━━━━━ SOURCE DATA ━━━━━

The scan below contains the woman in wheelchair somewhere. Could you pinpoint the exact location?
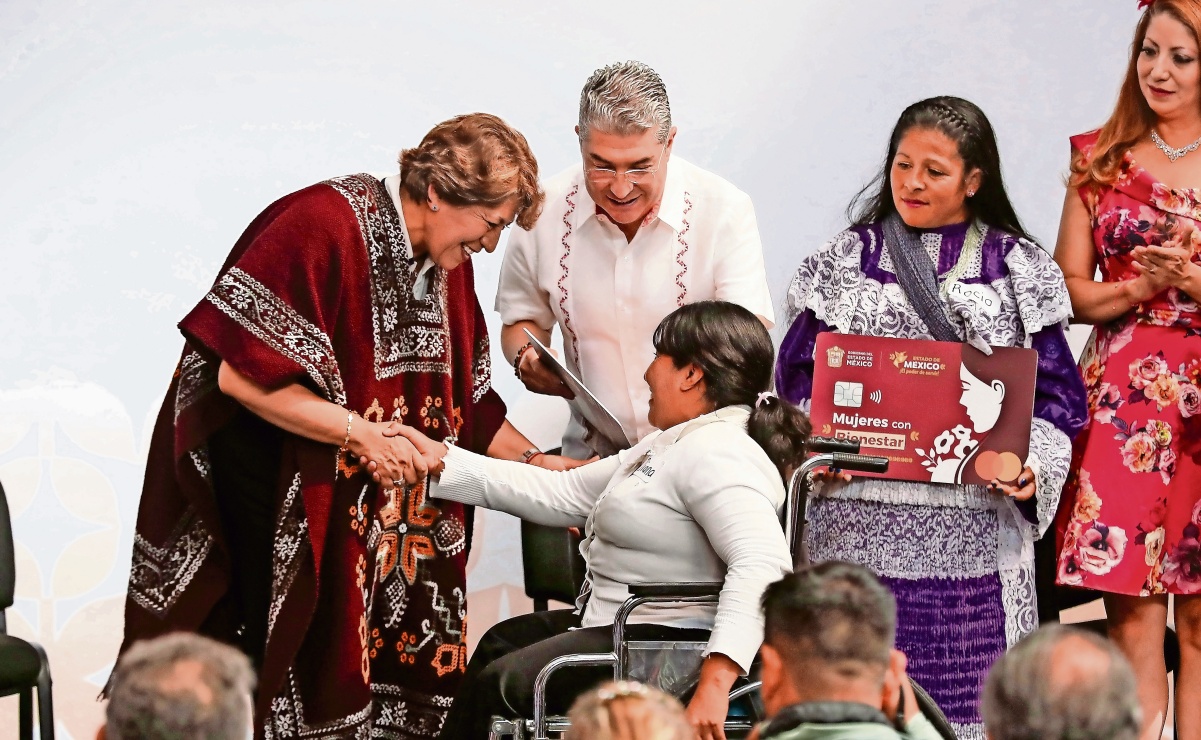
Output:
[389,302,809,740]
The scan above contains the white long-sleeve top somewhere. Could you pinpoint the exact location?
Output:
[496,154,775,458]
[431,406,791,670]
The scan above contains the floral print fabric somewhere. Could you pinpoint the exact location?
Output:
[1058,135,1201,596]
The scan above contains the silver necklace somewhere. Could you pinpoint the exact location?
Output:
[1151,129,1201,162]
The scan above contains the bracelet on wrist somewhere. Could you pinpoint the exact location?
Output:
[334,411,354,473]
[513,341,533,380]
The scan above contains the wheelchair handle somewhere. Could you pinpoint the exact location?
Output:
[831,452,889,473]
[805,436,859,455]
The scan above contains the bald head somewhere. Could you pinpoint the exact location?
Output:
[980,625,1141,740]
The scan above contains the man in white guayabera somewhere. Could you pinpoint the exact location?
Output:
[496,61,775,458]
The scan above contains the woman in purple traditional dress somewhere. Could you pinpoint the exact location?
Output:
[776,97,1086,739]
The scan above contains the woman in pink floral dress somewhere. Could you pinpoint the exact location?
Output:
[1056,0,1201,738]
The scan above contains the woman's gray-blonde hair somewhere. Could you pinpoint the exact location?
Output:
[400,113,545,229]
[580,61,671,144]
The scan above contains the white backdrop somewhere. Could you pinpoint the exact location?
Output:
[0,0,1137,738]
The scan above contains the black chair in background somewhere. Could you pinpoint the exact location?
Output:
[521,519,584,611]
[0,485,54,740]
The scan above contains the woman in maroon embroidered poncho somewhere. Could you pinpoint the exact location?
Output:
[123,114,557,738]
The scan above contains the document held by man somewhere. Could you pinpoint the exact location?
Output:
[809,332,1039,484]
[525,329,633,452]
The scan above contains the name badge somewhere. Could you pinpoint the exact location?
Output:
[946,281,1000,317]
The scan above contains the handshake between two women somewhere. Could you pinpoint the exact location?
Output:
[359,422,596,488]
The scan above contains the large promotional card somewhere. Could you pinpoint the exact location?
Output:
[809,332,1039,484]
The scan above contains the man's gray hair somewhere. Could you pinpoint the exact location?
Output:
[104,632,255,740]
[580,61,671,144]
[980,625,1142,740]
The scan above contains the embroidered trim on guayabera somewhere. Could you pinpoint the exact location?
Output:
[204,267,346,406]
[558,185,580,362]
[175,350,217,419]
[325,174,450,380]
[267,472,311,639]
[676,191,692,308]
[130,508,213,619]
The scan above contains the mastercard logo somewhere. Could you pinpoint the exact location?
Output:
[975,449,1022,483]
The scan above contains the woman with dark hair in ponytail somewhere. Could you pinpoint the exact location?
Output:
[399,300,809,740]
[776,97,1087,738]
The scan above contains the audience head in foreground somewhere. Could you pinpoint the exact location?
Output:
[980,625,1141,740]
[760,562,938,739]
[563,681,693,740]
[97,632,255,740]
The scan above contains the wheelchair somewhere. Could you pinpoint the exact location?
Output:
[489,437,955,740]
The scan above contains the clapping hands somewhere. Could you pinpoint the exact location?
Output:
[1130,245,1197,303]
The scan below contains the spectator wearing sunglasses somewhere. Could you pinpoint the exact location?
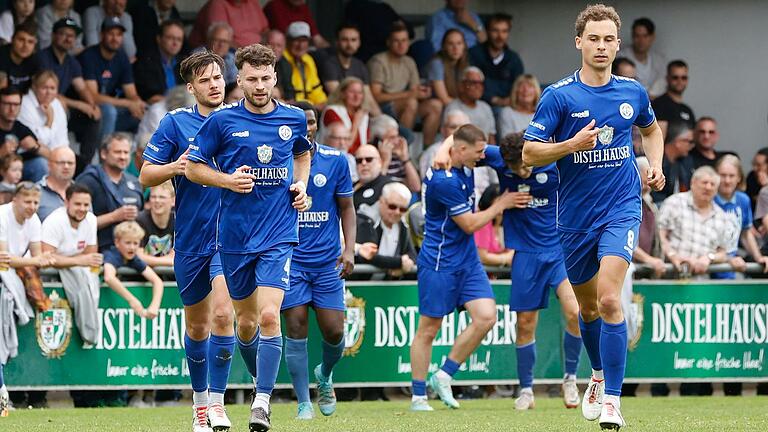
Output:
[357,182,416,278]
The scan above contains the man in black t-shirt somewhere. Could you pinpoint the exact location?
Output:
[136,182,176,267]
[0,20,40,93]
[651,60,696,129]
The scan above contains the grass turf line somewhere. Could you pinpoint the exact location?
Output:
[0,396,768,432]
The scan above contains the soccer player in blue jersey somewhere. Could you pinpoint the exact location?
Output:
[523,4,664,430]
[139,51,235,432]
[411,125,514,411]
[484,133,581,409]
[282,102,357,420]
[186,44,311,431]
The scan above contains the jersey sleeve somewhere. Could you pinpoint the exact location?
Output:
[335,155,355,197]
[523,87,563,142]
[436,176,472,217]
[635,84,656,128]
[187,113,221,165]
[142,113,183,165]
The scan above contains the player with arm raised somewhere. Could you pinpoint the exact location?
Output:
[186,44,311,431]
[282,101,357,420]
[411,125,514,411]
[523,4,664,430]
[139,51,235,432]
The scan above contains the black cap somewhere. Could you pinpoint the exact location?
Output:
[53,17,83,35]
[101,17,125,31]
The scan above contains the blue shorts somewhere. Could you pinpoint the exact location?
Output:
[560,218,640,285]
[221,243,293,300]
[173,252,223,306]
[509,248,568,312]
[417,261,495,318]
[281,268,344,311]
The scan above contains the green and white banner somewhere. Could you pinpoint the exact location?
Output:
[5,281,768,389]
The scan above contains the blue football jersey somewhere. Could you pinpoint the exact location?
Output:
[417,167,480,271]
[291,144,354,270]
[483,146,560,252]
[142,105,221,255]
[189,100,311,254]
[525,71,655,232]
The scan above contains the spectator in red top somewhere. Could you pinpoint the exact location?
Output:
[264,0,330,48]
[189,0,269,47]
[320,77,373,154]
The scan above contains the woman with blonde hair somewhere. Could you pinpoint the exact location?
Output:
[496,74,541,136]
[427,29,469,105]
[319,77,375,154]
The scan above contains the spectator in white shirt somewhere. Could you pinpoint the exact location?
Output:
[19,70,69,150]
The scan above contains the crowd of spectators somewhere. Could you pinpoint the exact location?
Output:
[0,0,768,404]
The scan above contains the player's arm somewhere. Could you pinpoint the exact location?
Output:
[141,266,164,319]
[104,263,145,317]
[184,159,256,193]
[640,120,666,191]
[336,197,357,278]
[523,119,600,166]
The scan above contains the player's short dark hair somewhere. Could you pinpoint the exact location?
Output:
[664,120,691,145]
[667,59,688,75]
[13,19,37,38]
[632,17,656,35]
[336,22,360,39]
[574,3,621,37]
[611,57,637,75]
[291,101,320,121]
[179,49,225,83]
[453,124,486,146]
[64,183,93,199]
[235,44,277,70]
[499,132,525,167]
[157,18,184,36]
[485,12,512,29]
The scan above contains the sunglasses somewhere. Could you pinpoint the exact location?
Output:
[387,204,408,213]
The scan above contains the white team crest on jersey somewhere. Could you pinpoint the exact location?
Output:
[277,125,293,141]
[619,102,635,120]
[312,174,328,187]
[257,144,272,163]
[597,126,613,145]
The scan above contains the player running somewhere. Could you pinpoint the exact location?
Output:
[186,44,311,431]
[411,125,515,411]
[484,133,581,410]
[523,4,664,430]
[282,102,357,420]
[139,51,235,432]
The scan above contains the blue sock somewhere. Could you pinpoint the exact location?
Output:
[256,335,283,395]
[184,334,209,392]
[579,314,603,370]
[208,334,235,393]
[440,357,459,376]
[600,321,627,396]
[285,337,309,403]
[320,338,344,378]
[563,331,582,375]
[235,330,259,378]
[517,341,536,388]
[411,380,427,396]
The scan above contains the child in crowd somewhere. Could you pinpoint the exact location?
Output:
[104,221,163,319]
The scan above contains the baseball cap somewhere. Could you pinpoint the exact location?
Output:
[53,17,83,35]
[285,21,312,39]
[101,17,125,31]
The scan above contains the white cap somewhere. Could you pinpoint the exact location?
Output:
[285,21,312,39]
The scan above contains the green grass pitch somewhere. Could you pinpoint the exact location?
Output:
[0,397,768,432]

━━━━━

Convert all of the rows above into a numbered list, skipping blank lines. Leave the pictures out of your answer.

OUTPUT FOR THIS EXERCISE —
1. The scan below contains the woman in wheelchair somewhere. Could you pinpoint the exact location?
2. Output:
3. [389,302,809,740]
4. The scan above contains the white long-sleeve top somewhere. Could you pinpoint the exact location?
5. Output:
6. [496,154,775,458]
7. [431,406,791,670]
8. The scan above contains the floral print fabric somewhere. Could you pinpoint the exact location?
9. Output:
10. [1058,135,1201,596]
11. The scan above contains the silver necklace somewhere. Could you pinpoint the exact location?
12. Output:
13. [1151,129,1201,162]
14. The scan above contains the bracelet on wrist somewhere. Could you pinpoint the exact location?
15. Output:
16. [334,411,354,473]
17. [513,341,533,380]
18. The scan above contains the wheelchair handle somewhere. Could you pinpoint the exact location?
19. Output:
20. [831,452,889,473]
21. [805,436,859,455]
22. The scan above contains the bald head somewhere. Could you pinpoint the exact location?
23. Output:
24. [980,625,1141,740]
25. The scan above contains the man in white guayabera somewhere. Could you pinpoint the exact location?
26. Output:
27. [496,61,775,458]
28. The scan above contains the woman in purple traditional dress somewhere. Could you pinpoint the exact location?
29. Output:
30. [776,97,1086,739]
31. The scan above contains the woman in pink floral dress somewhere. Could you pinpoint the exact location?
32. Output:
33. [1056,0,1201,738]
34. The scan above contains the woman's gray-blonde hair somewhere. Could you pinpoint the exact location?
35. Output:
36. [400,113,545,229]
37. [580,61,671,144]
38. The scan above contains the white backdrop somewhere. Could you pinpoint the exact location?
39. Output:
40. [0,0,1137,738]
41. The scan above contains the black chair in background somewhere. Could you pinpoint the exact location?
42. Output:
43. [521,519,584,611]
44. [0,485,54,740]
45. The scan above contains the woman in maroon embroidered poncho somewhere. Could you pinpoint the exact location?
46. Output:
47. [123,114,557,738]
48. The scan above contains the document held by man somewhere. Could you pinpoint the exact location?
49. Output:
50. [809,332,1039,484]
51. [525,329,633,452]
52. The scan above contains the name badge somewhere. Could you pinpoint the exact location?
53. Output:
54. [946,281,1000,317]
55. The scan above contains the handshake between two women somewhere. Could you pinpoint the exact location?
56. Output:
57. [359,422,596,488]
58. The scan above contains the large promotional card somewhere. Could you pinpoint the exact location?
59. Output:
60. [809,332,1039,484]
61. The scan above contains the man's gray hair somewhere. Could you pinpoint the exact location?
62. Output:
63. [104,632,255,740]
64. [580,61,671,144]
65. [980,625,1142,740]
66. The scan above contains the embroidered trim on guayabera somewhere. Could you pinpoint the exact location?
67. Output:
68. [204,267,346,406]
69. [558,185,580,362]
70. [175,350,217,419]
71. [325,174,450,380]
72. [267,472,311,639]
73. [676,191,692,308]
74. [130,508,213,619]
75. The scan above contains the mastercard logo somewhere. Could you pinpoint the exact location?
76. Output:
77. [975,449,1022,483]
78. The scan above contains the woman with dark hair in ponytail somewhere. Could you pinpoint the exact location?
79. Output:
80. [399,300,809,740]
81. [776,97,1087,738]
82. The scan above contains the audience head in foreground somewhere. Could you pinpoint the exact location?
83. Output:
84. [980,625,1141,740]
85. [760,562,938,739]
86. [563,681,693,740]
87. [97,632,255,740]
88. The scan above contains the wheelchair somewhere. Could you pinpoint the exact location?
89. Output:
90. [489,437,955,740]
91. The scan above contains the clapping hands somewhere. Could you pinpoint the exact location?
92. Output:
93. [1130,245,1197,303]
94. The scan below contains the spectator wearing sunglasses somewhere. Could you pinpoint the exact location?
95. Output:
96. [357,182,416,278]
97. The scan above contains the man in black t-shirt somewhere. Could you pinpoint the exact location?
98. Output:
99. [136,182,176,267]
100. [0,20,40,93]
101. [651,60,696,129]
102. The scan above contains the grass turf line somewhere. Could you pinpoint the exact location?
103. Output:
104. [0,396,768,432]
105. The scan above contains the soccer player in blue jersey somewhere. Could you pinpoint the exact location?
106. Output:
107. [523,4,664,430]
108. [139,51,235,432]
109. [411,125,514,411]
110. [484,133,581,409]
111. [282,102,357,420]
112. [186,44,311,431]
113. The scan above contains the jersey sleeve somewhere. Could you pinpoint the exact location?
114. Output:
115. [335,155,355,197]
116. [523,87,563,142]
117. [436,176,472,217]
118. [635,84,656,128]
119. [187,113,221,165]
120. [142,113,183,165]
121. The scan above contains the player with arm raised somewhere. Could you pinpoint the exact location?
122. Output:
123. [186,44,311,431]
124. [282,101,357,420]
125. [411,125,514,411]
126. [523,4,664,430]
127. [139,51,235,432]
128. The scan above contains the black cap somewhere. Could you pinpoint the exact location?
129. Output:
130. [53,17,83,35]
131. [101,17,125,31]
132. The scan above contains the blue shorts somewhere. Could you pinpoint the exact location?
133. Output:
134. [560,218,640,285]
135. [221,243,293,300]
136. [173,252,223,306]
137. [509,248,568,312]
138. [417,261,495,318]
139. [281,268,344,311]
140. The scan above contains the green and white banner somewhere. Could you pinpoint the exact location?
141. Output:
142. [5,281,768,389]
143. The scan above contains the blue football jersey somewhere. Could you pinpoint the exact location?
144. Output:
145. [417,167,480,271]
146. [291,144,354,270]
147. [483,146,560,252]
148. [142,105,221,255]
149. [189,100,311,254]
150. [525,71,655,232]
151. The scan above contains the spectator in red top somewhere. Could you pinpoint the exact location?
152. Output:
153. [264,0,330,48]
154. [189,0,269,47]
155. [320,77,373,154]
156. The scan above contains the woman with blonde hair somewhere. Could you pinpoint the exact location?
157. Output:
158. [496,74,541,136]
159. [427,29,469,105]
160. [319,77,375,154]
161. The scan above contains the spectator in white shirt somewhere. Could you pinpoint the exact location?
162. Output:
163. [19,70,69,150]
164. The scan above contains the crowd of spectators somewhere. Could you pinpoint the exact location?
165. Output:
166. [0,0,768,404]
167. The scan above contains the player's arm somewhere. Could you pinpoint the exact location?
168. Output:
169. [141,266,164,319]
170. [104,263,145,317]
171. [184,159,256,193]
172. [640,120,666,191]
173. [336,197,357,278]
174. [523,119,600,166]
175. The scan above contains the player's short dark hair somewhere. Could you pinpoint the exact location?
176. Output:
177. [664,120,691,145]
178. [667,59,688,75]
179. [13,19,37,38]
180. [632,17,656,35]
181. [336,22,360,39]
182. [574,3,621,37]
183. [611,57,637,75]
184. [291,101,320,121]
185. [179,49,225,83]
186. [453,124,486,146]
187. [64,183,93,199]
188. [235,44,277,70]
189. [499,132,525,167]
190. [157,18,184,36]
191. [485,12,512,29]
192. The scan above contains the sunglasses somewhere. Could you pinpoint the exact location?
193. Output:
194. [387,204,408,213]
195. The scan above contains the white team crest on jersey somewhere. Could you pinpoint the exact location?
196. Output:
197. [277,125,293,141]
198. [619,102,635,120]
199. [312,174,328,187]
200. [257,144,272,163]
201. [597,126,613,145]
202. The scan above contains the player running somewhere. Could you pinpoint the exact location?
203. Output:
204. [186,44,311,431]
205. [411,125,515,411]
206. [484,133,581,410]
207. [523,4,664,430]
208. [282,102,357,420]
209. [139,51,235,432]
210. The scan above contains the blue sock somewhere. Could you pinpoint the exact location?
211. Output:
212. [256,335,283,395]
213. [184,334,209,392]
214. [579,314,603,370]
215. [208,334,235,393]
216. [440,357,459,376]
217. [600,321,627,396]
218. [285,337,309,403]
219. [320,338,344,378]
220. [563,331,582,375]
221. [235,330,259,378]
222. [517,341,536,388]
223. [411,380,427,396]
224. The scan above contains the child in crowd somewhere. Could you pinpoint the exact location?
225. Output:
226. [104,221,163,319]
227. The scan above contains the baseball cap somewhere. Could you pinpoint the exact location?
228. Output:
229. [53,17,83,35]
230. [285,21,312,39]
231. [101,17,125,31]
232. The scan above contains the white cap somewhere. Could you pinpoint the exact location?
233. Output:
234. [285,21,312,39]
235. The scan above contains the green grass pitch somewhere. Could you pinpoint the exact location?
236. Output:
237. [0,397,768,432]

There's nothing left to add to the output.